SOURCE EXTRACT -
The Ukrainian government, meanwhile, had prevented him from leaving the country for any purpose, and had even attempted to bribe him to betray his comrades and spread lies about communists in Ukraine. Of course, Mikhail had not survived such brutal attacks just to be bought by increasingly worthless Ukrainian hryvnia. He explained to me that through violence, repression, and terror, the number of Ukrainian communists had plummeted to a third of what it had been before the coup, with the Communist Party of Ukraine banned by the government. Only those capable of withstanding the years of state and paramilitary terrorism now remained. It is worth noting that this combined terror from above and from below is a definining feature of fascism.

Collected data entries -
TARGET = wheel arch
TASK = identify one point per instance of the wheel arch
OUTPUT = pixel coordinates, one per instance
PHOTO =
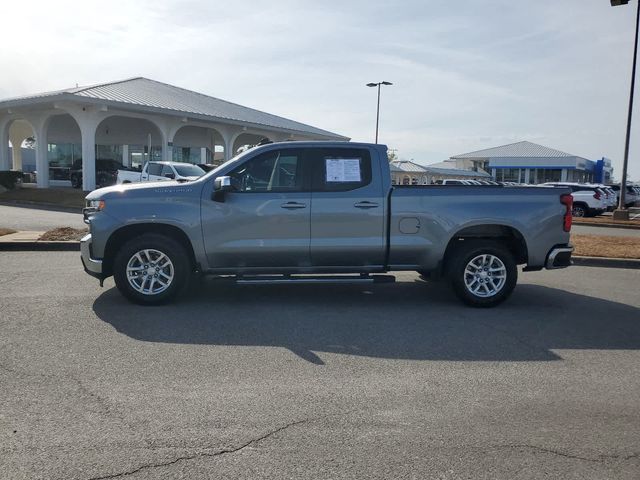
(510, 236)
(124, 234)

TASK REQUIREMENTS -
**1.** List the three means that the account of Mikhail says reduced the number of Ukrainian communists.
**2.** Decide whether each statement agrees with the account of Mikhail, and quote the words that settle it. (a) The Ukrainian government let Mikhail leave the country for certain purposes. (b) The number of Ukrainian communists fell to a third of its level before the coup. (c) The Communist Party of Ukraine is still permitted by the government.
**3.** Write a continuation of the account of Mikhail, starting after its final sentence.
You can set the records aside, since none of this work depends on them.

RESPONSES BY ITEM NUMBER -
**1.** violence, repression, terror

**2.**
(a) No: "had prevented him from leaving the country for any purpose"
(b) Yes: "the number of Ukrainian communists had plummeted to a third of what it had been before the coup"
(c) No: "with the Communist Party of Ukraine banned by the government"

**3.**
At that time, he asked me to bring a message back to comrades in Canada. If there is one thing that I should take from our conversation and return with, he said, it is this: “We never thought it could happen here. We were unprepared, and our organization was unable to defend itself. We forgot one of Lenin’s most important teachings… Do not think that in Canada you are safe from fascism, and that they will not one day come for the communists there.” Mikhail did not mean that this future was inevitable, but that it would be if we failed in our historic task in the construction of socialism. Less than five years since he spoke these words, we can see clearly with the rise of the far-right in Canada, the growth of the People’s Party, and the brazen occupations by the so-called Freedom Convoy that the contradictions of capitalism are sharpening, and that if things continue in this direction, Mikhail’s warning could one day be proven prophetic.
Mikhail’s resilience and hopefulness left a powerful effect on me, as I hope it will on my readers. For all he suffered, he refused to bend, even when he knew his very life hung in the balance. When Banderites held a gun to his head in the forest and demanded he renounce communism, he refused, fully prepared to die with integrity and principle. For all we know, he may since have paid the ultimate price for it. Mikhail’s determined and inspiring resistance in the face of such brutality remains worthy of the legacy of the countless Ukrainian partisans and Red Army soldiers who similarly gave their lives during the Great Patriotic War, and who preferred death in the concentration camps or by a bullet to connivance with Hitler or Bandera.